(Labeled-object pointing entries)
------
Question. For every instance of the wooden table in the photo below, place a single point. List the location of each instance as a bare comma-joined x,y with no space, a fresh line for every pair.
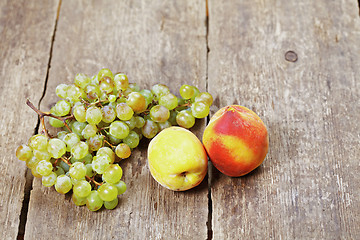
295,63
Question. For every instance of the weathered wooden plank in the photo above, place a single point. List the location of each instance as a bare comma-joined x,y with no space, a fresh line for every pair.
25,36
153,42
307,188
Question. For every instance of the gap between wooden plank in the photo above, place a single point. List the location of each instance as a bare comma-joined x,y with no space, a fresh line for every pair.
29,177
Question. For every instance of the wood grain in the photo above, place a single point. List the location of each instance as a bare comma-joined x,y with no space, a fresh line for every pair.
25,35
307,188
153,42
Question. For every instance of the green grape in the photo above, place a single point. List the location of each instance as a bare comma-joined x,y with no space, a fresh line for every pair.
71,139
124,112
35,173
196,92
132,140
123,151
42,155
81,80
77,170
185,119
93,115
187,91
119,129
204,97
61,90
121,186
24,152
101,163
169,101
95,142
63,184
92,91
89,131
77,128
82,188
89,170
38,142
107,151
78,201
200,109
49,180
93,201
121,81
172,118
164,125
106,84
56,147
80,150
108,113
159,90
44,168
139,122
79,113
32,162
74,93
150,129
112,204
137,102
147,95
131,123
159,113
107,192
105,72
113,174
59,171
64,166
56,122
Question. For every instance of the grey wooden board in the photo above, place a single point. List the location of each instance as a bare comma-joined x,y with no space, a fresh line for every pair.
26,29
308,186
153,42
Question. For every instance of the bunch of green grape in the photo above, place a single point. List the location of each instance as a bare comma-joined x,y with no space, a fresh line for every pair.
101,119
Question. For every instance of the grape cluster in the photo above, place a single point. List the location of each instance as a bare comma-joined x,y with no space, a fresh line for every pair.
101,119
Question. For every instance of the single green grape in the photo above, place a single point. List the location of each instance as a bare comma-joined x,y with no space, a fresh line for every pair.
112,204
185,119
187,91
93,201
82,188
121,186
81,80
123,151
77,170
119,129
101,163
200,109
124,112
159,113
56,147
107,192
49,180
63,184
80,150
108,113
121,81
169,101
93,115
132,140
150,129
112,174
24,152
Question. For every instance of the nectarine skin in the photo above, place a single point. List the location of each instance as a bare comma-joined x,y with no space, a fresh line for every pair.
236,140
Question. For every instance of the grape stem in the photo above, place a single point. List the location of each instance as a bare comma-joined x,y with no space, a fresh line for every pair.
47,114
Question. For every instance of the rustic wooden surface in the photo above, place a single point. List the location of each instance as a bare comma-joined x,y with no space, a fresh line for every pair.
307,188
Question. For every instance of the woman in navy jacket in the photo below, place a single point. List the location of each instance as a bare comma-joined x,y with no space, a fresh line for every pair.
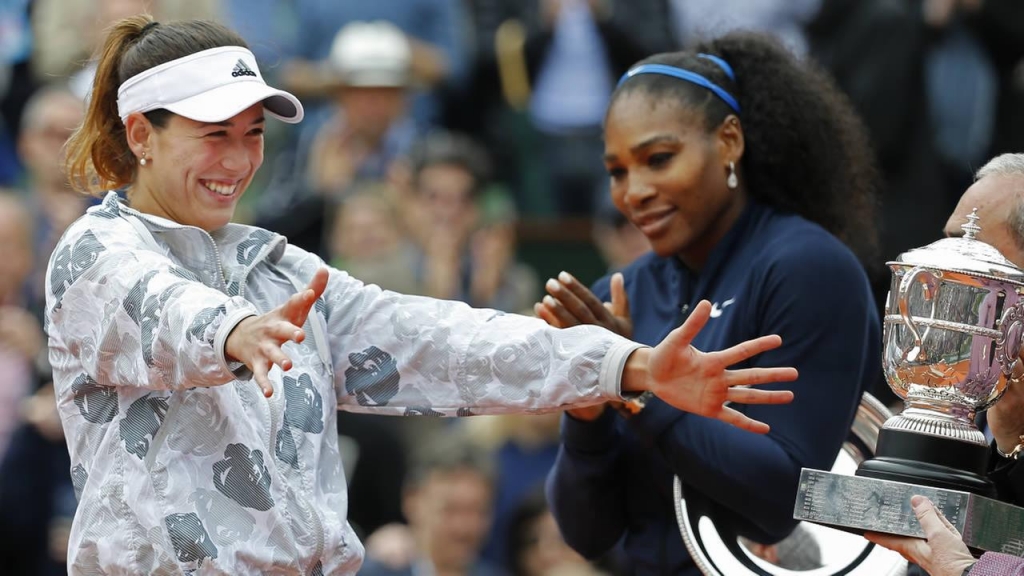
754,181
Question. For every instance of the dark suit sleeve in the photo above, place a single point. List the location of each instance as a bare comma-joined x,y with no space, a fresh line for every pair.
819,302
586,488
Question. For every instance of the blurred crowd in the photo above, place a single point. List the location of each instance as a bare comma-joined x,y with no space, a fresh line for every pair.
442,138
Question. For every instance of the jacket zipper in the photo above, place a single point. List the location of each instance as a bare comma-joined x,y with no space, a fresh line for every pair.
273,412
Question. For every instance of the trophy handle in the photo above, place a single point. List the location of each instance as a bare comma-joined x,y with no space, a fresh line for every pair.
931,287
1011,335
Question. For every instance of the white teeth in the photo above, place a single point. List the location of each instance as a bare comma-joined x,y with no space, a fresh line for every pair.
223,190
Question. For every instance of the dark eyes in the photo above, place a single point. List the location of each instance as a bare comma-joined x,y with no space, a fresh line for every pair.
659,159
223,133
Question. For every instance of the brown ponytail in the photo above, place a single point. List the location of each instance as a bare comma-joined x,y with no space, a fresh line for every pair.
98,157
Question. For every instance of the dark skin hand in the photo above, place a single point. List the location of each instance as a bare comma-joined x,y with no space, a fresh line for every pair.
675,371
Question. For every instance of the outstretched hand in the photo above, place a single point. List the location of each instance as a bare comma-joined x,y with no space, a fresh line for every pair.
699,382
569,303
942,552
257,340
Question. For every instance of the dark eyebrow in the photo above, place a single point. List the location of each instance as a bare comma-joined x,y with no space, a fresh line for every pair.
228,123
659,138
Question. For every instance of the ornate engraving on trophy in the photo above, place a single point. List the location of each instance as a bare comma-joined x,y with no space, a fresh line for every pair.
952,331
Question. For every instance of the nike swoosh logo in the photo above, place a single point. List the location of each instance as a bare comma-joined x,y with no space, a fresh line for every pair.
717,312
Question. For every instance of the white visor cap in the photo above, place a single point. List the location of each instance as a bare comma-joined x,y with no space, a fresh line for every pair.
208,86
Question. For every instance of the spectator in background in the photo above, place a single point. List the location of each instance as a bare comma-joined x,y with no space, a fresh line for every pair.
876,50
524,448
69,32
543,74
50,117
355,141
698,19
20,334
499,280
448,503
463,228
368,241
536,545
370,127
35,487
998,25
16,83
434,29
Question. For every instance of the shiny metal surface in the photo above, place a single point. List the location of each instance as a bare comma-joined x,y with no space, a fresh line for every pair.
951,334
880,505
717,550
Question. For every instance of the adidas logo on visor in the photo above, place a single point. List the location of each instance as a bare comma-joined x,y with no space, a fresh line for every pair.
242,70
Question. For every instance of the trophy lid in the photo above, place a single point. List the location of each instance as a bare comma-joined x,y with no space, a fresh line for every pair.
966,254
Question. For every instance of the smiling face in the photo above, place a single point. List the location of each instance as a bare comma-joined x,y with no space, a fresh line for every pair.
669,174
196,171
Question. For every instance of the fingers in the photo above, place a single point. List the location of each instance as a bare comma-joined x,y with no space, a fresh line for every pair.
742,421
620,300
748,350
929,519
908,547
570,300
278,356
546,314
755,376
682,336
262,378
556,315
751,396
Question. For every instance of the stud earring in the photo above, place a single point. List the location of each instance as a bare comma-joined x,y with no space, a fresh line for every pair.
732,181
------
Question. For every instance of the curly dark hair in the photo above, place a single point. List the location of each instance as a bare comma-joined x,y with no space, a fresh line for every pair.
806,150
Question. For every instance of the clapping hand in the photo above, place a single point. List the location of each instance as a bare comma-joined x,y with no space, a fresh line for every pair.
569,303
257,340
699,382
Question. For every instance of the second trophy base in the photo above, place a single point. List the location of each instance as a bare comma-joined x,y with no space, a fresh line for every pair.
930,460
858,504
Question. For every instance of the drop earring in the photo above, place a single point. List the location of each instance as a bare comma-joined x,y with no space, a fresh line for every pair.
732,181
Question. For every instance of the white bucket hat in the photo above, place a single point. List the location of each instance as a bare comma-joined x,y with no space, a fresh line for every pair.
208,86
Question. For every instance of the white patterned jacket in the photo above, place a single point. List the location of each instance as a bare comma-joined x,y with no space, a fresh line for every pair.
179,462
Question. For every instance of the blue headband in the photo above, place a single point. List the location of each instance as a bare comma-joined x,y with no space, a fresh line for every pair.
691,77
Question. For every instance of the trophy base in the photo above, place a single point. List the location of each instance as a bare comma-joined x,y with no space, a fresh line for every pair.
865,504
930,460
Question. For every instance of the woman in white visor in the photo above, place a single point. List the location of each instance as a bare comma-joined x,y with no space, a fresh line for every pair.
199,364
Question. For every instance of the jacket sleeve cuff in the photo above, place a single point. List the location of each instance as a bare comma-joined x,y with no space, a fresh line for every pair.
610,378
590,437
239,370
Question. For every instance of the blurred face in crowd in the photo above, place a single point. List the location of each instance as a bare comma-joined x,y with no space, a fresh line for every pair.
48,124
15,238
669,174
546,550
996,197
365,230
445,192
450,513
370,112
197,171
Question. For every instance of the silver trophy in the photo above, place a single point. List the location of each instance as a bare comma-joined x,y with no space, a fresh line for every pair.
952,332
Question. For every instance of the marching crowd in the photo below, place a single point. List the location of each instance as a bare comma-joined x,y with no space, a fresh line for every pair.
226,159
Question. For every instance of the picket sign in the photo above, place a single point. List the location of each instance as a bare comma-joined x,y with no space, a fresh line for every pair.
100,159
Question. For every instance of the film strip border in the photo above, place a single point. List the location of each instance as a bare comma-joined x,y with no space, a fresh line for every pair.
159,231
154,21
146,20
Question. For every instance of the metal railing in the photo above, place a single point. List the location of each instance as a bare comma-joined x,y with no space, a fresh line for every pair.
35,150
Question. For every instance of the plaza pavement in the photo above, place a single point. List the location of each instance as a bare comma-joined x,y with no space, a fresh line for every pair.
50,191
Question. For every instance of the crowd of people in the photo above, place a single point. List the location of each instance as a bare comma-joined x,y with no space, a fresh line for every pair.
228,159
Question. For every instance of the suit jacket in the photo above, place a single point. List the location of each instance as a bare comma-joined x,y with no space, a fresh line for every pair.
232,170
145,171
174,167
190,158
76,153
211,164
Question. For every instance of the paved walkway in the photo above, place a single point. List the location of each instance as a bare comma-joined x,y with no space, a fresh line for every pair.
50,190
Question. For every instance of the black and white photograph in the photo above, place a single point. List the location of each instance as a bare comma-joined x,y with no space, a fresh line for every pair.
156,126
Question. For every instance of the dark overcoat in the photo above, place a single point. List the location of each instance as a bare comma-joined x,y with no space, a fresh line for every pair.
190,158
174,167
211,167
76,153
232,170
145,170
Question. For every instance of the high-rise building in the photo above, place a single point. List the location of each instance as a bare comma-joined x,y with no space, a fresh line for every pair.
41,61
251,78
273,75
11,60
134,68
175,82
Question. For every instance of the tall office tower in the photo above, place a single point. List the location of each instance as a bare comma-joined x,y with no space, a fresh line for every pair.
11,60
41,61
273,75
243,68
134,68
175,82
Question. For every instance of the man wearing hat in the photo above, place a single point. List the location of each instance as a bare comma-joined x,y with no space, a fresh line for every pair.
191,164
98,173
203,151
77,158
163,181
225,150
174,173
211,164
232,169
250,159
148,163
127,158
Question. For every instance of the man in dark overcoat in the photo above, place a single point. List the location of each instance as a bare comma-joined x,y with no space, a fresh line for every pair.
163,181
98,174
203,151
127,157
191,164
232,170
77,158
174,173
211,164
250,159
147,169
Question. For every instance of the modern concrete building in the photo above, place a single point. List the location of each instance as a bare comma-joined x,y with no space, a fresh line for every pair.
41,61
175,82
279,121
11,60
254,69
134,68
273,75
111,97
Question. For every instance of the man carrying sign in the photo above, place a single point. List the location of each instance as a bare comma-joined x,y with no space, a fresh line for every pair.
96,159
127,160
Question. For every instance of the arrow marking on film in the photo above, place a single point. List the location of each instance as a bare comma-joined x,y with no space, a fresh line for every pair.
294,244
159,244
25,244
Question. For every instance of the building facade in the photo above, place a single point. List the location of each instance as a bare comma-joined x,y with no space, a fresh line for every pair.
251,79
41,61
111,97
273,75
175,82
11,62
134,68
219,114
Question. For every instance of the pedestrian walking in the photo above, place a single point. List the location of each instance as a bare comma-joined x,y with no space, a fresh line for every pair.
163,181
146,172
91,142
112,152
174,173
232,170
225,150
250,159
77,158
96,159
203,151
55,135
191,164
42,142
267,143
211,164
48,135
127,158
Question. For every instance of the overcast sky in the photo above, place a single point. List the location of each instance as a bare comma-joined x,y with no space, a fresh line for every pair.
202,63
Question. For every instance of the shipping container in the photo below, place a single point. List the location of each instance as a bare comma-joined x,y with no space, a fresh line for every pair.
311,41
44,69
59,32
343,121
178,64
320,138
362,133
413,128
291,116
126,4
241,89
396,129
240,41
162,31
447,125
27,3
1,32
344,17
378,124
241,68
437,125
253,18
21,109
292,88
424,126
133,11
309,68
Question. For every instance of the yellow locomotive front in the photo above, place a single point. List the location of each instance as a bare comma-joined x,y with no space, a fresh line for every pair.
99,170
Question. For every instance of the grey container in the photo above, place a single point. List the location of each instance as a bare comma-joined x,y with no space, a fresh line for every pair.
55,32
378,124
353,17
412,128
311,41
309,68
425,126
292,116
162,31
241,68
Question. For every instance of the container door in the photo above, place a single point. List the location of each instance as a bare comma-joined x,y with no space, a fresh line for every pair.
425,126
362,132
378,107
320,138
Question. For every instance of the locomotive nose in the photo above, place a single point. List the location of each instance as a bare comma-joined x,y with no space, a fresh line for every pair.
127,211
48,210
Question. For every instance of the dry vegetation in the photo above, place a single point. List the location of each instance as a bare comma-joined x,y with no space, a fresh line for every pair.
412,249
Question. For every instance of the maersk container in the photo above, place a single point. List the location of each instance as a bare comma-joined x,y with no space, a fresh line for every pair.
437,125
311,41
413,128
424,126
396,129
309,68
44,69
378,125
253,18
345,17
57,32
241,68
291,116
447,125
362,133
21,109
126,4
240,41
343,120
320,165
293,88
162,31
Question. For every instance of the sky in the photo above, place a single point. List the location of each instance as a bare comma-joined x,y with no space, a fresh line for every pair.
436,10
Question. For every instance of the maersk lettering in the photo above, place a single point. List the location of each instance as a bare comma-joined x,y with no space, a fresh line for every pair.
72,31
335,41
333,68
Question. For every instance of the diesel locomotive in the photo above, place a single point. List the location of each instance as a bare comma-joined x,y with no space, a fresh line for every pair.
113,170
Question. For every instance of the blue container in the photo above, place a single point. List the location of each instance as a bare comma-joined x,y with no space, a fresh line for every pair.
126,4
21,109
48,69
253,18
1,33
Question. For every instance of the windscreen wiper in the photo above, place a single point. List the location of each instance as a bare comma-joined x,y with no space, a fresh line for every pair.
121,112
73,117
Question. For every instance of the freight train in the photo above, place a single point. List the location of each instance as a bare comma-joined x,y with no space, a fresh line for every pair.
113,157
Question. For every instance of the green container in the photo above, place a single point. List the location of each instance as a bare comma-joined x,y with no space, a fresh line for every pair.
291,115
------
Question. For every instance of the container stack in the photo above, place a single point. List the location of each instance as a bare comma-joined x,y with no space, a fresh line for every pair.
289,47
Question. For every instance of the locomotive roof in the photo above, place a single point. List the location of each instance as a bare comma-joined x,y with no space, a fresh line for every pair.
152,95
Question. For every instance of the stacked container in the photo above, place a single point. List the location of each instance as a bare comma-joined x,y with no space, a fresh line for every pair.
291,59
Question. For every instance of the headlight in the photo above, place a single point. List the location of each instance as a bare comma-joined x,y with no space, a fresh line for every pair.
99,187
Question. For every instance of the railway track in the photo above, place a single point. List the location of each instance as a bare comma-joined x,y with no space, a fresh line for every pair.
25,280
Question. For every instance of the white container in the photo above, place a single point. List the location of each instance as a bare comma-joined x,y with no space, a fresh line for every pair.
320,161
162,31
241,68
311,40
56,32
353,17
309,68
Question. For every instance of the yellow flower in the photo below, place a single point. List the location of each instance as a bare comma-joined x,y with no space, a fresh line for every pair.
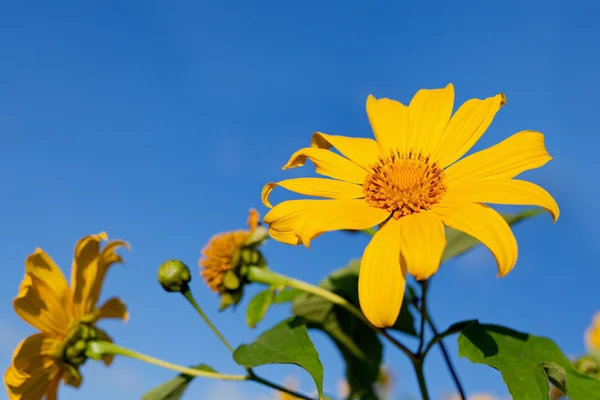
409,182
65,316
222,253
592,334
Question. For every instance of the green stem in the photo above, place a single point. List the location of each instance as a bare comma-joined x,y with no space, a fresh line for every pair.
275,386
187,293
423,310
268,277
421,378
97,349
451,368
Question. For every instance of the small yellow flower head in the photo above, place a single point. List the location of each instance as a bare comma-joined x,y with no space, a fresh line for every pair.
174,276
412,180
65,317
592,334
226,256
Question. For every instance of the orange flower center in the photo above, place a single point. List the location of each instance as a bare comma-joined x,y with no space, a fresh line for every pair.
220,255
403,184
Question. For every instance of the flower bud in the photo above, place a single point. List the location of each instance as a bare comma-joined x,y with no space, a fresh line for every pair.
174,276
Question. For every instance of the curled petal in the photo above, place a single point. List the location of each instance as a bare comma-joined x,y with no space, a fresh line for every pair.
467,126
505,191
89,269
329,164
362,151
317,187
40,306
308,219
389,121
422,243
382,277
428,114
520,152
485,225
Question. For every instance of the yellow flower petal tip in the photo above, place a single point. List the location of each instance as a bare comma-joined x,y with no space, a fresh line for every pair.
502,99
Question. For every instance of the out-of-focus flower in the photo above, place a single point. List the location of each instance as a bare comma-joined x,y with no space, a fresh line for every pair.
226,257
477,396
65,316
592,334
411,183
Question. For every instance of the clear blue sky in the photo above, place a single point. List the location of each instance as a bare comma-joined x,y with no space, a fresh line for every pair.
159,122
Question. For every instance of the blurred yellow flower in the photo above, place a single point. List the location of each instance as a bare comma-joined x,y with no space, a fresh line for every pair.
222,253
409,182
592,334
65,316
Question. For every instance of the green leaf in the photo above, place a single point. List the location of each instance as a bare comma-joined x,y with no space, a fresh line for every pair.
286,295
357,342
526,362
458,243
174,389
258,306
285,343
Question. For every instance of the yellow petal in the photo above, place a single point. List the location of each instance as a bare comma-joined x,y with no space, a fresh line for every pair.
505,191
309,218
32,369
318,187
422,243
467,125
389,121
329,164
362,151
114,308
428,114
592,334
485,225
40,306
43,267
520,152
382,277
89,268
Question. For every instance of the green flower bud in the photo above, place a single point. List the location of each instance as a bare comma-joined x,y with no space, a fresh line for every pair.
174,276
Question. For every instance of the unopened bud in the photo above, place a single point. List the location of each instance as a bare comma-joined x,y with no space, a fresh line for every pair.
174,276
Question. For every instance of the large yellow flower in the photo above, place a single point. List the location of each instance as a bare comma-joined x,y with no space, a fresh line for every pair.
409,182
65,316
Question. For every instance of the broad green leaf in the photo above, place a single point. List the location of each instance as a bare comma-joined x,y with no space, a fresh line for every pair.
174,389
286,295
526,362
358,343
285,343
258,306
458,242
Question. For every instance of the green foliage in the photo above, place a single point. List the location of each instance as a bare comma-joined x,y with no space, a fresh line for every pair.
------
• _WRITTEN REQUEST_
Report every line in the items above that contains the word "leaf", copying each of those lines in full.

• _EXERCISE RESPONSE_
Question. For every instance of the green leaf in the photo above, place a single point. List the location of each instance as a bare comma-joined x,y with no space, a fresh line for every pair.
Question. For every instance of the broad green leaf in the photo above, place a single point. List the location of each instance as a bare comma-joined x,y with no space, a fresh line for every pair.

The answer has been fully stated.